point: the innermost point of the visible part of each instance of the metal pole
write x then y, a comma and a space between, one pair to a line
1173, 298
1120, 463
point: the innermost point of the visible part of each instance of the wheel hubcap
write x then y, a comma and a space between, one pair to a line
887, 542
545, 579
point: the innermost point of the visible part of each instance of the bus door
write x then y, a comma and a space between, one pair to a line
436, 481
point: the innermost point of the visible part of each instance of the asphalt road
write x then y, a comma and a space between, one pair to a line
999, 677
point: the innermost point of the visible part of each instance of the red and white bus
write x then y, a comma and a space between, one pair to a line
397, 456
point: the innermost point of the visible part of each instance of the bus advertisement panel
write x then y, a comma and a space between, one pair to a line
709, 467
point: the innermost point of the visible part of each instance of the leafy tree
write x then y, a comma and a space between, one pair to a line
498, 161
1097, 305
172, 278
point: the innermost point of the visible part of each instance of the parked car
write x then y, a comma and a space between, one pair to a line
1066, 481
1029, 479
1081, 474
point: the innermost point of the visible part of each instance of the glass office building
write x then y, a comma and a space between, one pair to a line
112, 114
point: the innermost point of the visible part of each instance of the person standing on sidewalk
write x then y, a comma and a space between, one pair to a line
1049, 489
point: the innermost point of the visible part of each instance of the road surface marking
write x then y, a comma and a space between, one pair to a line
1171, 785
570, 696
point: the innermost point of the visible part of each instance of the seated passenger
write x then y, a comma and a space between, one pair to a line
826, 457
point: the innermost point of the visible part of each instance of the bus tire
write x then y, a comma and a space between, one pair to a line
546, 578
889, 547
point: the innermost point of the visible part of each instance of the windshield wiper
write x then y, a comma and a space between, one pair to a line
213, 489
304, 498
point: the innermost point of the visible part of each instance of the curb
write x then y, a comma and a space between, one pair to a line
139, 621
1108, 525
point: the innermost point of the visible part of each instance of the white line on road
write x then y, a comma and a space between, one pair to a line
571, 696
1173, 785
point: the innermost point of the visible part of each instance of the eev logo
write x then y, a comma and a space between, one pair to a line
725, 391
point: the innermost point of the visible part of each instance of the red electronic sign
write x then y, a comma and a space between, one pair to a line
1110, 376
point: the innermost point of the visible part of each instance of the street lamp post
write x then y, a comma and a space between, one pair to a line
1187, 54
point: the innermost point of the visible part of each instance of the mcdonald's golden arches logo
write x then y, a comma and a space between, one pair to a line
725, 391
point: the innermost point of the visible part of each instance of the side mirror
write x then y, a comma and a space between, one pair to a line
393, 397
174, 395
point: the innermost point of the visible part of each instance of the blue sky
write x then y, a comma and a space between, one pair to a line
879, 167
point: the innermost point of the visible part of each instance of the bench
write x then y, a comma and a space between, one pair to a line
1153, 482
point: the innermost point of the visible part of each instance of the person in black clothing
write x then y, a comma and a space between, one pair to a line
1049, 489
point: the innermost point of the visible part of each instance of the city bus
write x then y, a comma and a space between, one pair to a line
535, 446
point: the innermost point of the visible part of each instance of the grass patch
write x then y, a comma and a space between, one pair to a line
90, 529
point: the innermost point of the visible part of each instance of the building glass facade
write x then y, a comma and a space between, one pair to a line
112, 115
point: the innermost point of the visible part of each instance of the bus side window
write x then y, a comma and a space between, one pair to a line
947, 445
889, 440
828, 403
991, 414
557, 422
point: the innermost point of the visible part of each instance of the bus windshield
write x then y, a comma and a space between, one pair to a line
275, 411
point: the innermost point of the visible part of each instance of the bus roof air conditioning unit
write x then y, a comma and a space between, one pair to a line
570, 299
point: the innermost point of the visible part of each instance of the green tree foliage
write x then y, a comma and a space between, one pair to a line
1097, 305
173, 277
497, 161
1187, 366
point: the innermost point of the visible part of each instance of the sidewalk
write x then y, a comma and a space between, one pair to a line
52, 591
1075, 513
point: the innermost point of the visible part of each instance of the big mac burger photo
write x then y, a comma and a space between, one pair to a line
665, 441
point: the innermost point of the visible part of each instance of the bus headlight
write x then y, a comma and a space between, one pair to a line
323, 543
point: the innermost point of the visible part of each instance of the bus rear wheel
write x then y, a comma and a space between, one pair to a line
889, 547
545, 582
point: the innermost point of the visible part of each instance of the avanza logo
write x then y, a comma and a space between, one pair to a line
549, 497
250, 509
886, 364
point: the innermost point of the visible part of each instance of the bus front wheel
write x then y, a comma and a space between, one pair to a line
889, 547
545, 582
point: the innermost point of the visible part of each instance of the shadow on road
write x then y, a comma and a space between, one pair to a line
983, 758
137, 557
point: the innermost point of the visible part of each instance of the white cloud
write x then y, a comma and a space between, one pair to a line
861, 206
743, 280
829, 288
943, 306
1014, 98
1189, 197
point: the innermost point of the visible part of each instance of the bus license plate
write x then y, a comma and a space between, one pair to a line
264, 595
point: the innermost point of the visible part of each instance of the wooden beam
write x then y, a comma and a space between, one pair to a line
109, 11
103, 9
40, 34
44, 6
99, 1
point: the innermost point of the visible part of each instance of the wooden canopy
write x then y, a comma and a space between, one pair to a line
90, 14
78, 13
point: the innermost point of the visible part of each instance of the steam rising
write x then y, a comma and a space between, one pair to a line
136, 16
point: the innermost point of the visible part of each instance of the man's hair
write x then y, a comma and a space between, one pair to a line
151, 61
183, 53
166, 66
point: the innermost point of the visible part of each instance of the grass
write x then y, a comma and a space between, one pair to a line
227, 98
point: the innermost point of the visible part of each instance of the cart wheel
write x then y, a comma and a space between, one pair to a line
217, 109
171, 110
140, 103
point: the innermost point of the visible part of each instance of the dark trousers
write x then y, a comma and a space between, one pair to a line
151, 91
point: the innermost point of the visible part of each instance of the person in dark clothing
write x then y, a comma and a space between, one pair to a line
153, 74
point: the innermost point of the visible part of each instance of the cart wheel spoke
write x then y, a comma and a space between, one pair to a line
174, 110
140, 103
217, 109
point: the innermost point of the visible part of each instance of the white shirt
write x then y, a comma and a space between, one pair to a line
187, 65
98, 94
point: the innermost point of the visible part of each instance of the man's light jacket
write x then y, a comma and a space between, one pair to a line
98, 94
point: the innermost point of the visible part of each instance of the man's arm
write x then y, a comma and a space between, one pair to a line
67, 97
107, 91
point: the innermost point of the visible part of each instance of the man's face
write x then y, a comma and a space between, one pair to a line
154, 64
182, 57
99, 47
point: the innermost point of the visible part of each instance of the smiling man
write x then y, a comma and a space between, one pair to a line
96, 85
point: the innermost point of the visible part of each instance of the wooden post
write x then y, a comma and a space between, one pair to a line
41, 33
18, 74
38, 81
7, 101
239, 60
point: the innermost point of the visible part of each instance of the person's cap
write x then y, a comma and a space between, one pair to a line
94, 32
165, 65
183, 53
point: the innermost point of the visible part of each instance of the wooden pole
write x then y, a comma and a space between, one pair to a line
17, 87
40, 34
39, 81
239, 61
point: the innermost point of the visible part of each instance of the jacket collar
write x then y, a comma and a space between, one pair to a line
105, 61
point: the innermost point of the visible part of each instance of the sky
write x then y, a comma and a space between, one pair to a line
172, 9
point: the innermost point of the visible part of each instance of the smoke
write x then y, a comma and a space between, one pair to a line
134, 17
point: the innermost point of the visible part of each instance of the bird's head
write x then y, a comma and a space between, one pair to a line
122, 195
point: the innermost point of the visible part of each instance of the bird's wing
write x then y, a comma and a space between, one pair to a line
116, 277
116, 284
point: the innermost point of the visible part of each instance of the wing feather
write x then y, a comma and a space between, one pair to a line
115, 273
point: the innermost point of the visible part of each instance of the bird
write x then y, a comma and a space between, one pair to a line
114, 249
# # # # #
TRY IT » The reply is to be one number, the count of lines in the records above that contain "person".

RESPONSE BOX » 4